**AIM OF THE TASK**
Could you return the lines below exactly, from the first line up to and including the line that holds "track in this photo."?

Referring expression pointing data
_ _ _

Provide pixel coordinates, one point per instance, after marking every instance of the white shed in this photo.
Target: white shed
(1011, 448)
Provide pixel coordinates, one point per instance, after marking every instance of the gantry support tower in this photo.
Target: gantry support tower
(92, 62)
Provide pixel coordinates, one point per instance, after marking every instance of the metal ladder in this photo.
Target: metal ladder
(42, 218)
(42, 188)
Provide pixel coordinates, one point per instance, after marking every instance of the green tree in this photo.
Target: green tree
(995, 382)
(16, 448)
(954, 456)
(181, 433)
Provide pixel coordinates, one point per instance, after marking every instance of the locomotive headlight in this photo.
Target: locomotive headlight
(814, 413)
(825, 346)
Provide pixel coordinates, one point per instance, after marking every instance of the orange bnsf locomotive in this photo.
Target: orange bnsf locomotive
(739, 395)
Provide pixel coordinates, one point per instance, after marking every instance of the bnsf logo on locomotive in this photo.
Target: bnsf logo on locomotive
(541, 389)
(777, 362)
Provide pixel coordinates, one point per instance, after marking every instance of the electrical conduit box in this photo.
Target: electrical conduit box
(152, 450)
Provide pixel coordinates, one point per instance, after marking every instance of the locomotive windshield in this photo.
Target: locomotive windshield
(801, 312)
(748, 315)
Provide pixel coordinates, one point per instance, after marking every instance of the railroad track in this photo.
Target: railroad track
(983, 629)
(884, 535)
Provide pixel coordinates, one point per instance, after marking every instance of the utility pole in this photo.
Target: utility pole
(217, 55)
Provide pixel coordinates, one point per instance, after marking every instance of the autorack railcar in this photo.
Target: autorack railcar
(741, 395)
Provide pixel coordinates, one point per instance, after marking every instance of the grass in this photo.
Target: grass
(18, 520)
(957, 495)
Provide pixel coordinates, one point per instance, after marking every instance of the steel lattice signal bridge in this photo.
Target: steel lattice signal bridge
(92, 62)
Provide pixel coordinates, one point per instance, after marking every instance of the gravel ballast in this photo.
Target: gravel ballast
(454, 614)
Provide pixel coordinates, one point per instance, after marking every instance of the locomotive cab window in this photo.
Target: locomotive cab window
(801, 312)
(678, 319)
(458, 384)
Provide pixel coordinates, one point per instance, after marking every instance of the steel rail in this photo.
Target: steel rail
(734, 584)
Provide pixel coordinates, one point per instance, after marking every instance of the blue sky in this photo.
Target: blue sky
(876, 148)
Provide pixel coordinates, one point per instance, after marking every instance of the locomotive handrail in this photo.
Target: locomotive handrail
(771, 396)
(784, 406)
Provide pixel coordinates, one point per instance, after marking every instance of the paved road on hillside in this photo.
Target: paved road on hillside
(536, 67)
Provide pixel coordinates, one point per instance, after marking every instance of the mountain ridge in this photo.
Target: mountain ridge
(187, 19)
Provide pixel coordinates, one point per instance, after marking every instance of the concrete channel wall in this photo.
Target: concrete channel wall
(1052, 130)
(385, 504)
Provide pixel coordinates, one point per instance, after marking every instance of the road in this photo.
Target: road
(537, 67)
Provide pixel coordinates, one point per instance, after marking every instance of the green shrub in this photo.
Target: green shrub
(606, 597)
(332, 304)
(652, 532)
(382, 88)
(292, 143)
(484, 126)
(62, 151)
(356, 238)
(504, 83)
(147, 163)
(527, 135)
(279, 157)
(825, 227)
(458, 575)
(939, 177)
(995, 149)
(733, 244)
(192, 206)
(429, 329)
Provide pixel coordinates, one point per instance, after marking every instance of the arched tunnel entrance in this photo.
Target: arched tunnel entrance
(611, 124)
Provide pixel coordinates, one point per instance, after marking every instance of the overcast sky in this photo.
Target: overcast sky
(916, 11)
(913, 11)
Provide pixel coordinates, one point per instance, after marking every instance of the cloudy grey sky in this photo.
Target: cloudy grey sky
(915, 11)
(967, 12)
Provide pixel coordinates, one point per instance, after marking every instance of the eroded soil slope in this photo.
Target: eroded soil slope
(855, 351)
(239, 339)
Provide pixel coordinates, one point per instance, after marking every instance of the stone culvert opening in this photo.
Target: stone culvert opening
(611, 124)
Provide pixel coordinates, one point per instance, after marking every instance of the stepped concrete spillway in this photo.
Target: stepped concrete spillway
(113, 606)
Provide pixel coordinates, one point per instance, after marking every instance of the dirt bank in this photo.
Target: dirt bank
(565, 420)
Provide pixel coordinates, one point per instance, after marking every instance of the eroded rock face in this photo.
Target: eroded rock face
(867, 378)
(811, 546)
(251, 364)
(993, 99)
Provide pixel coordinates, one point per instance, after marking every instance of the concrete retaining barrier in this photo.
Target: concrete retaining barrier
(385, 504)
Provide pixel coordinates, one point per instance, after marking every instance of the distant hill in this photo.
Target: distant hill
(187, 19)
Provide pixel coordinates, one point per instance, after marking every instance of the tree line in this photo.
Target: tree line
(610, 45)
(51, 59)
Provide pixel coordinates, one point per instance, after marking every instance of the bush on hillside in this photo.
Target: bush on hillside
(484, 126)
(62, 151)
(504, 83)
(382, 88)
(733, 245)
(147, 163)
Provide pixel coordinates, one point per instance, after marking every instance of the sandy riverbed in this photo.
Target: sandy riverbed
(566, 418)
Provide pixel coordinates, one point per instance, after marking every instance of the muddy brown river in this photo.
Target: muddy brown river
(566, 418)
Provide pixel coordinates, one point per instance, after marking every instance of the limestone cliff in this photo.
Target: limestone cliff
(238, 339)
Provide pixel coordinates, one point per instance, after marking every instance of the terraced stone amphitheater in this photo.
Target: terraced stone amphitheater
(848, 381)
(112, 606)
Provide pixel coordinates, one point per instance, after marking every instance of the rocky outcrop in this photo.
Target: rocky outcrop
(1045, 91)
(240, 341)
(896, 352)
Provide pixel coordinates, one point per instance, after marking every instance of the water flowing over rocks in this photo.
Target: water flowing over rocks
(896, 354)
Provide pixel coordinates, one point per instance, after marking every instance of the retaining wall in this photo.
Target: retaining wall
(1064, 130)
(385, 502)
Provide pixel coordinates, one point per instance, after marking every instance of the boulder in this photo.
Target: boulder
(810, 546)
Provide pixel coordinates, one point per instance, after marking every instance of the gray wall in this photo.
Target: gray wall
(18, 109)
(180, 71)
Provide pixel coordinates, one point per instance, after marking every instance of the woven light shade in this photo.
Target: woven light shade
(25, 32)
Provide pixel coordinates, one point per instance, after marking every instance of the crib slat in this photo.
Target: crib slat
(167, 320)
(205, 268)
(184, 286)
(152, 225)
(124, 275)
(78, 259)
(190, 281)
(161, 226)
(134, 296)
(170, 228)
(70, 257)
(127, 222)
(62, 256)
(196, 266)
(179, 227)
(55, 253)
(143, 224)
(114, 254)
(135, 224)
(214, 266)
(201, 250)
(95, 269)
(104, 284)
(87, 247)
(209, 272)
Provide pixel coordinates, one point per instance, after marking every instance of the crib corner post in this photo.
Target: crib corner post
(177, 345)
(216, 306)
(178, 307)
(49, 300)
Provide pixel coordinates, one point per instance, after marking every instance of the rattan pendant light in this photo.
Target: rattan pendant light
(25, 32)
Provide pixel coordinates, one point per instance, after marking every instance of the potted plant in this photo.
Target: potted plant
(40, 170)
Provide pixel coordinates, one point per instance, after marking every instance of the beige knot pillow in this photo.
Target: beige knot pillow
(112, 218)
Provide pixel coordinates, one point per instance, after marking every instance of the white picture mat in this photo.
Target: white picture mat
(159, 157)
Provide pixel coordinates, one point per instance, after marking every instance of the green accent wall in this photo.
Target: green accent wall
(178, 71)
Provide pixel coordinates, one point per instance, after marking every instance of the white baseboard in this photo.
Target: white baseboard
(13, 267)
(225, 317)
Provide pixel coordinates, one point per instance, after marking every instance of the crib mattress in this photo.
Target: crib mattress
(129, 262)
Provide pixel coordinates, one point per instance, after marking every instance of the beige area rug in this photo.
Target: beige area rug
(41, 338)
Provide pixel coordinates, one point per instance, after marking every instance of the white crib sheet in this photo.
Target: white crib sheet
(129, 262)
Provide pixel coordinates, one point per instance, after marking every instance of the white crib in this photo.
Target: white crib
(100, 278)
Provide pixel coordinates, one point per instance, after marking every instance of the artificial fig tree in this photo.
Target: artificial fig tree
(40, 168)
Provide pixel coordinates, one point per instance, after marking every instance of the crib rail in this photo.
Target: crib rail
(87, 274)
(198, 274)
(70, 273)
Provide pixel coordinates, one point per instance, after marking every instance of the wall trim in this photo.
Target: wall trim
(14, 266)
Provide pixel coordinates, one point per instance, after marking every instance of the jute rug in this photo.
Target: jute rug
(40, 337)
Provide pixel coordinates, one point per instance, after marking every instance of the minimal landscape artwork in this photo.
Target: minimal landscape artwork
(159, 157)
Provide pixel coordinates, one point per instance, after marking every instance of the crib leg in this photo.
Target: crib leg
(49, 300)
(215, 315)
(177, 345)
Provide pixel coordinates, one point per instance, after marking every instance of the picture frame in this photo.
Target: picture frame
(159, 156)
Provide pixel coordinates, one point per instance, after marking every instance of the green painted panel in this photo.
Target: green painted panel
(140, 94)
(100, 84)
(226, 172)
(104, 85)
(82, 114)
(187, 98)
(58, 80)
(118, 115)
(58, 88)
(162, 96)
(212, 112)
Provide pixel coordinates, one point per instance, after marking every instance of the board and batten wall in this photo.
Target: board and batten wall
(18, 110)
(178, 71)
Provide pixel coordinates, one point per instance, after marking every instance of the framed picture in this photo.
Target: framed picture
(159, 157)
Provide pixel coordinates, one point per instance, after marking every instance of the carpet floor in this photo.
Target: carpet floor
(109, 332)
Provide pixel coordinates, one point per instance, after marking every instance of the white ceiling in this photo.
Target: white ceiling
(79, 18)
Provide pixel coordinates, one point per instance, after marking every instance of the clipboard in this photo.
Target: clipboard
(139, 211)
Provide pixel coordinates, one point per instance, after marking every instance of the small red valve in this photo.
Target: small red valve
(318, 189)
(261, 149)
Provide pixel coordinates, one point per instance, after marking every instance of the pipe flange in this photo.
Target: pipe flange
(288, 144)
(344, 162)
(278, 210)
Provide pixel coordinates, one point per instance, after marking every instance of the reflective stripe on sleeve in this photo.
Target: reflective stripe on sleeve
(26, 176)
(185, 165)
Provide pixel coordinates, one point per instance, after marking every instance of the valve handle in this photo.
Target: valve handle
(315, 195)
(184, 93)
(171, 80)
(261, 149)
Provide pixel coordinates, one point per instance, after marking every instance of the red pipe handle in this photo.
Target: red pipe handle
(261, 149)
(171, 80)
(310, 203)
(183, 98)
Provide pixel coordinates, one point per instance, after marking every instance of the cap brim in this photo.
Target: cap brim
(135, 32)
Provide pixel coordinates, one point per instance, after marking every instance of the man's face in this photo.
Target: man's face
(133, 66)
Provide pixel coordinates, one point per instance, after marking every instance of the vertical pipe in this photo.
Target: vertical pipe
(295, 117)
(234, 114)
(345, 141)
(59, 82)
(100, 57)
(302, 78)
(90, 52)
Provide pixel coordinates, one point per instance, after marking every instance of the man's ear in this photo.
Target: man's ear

_ _ _

**RESPONSE AREA**
Provide pixel coordinates, one point per instance, after marking every instance of the white shed in this photo.
Target: white shed
(1011, 448)
Provide pixel coordinates, one point per instance, after marking every instance of the gantry support tower in this photo.
Target: gantry support tower
(92, 62)
Provide pixel coordinates, one point per instance, after marking every instance of the metal ladder in this photo.
Target: metal ladder
(42, 218)
(42, 188)
Provide pixel coordinates, one point per instance, after marking every instance of the green tree in this photo.
Target: green tree
(995, 382)
(16, 448)
(954, 456)
(181, 433)
Provide pixel coordinates, one point per instance, after marking every instance of the locomotive headlight in this photo.
Target: locomotive headlight
(814, 413)
(825, 346)
Provide pixel coordinates, one point per instance, after marking every instance of the orange bnsf locomotive in this photo.
Target: orange bnsf locomotive
(739, 395)
Provide pixel coordinates, one point per instance, after marking every instance of the bnsf logo on locomotive in this photo.
Target: bnsf logo on locomotive
(541, 389)
(777, 362)
Provide pixel coordinates, one point per instance, after marking every instance of the electrical conduit box in this photo.
Target: electrical conduit box
(152, 450)
Provide pixel coordinates, one point per instance, after marking every instance of the locomotive windshield in this photo.
Target: locomotive windshield
(801, 312)
(748, 315)
Provide pixel coordinates, one point per instance, after marking every instance of the railroad track in this photo.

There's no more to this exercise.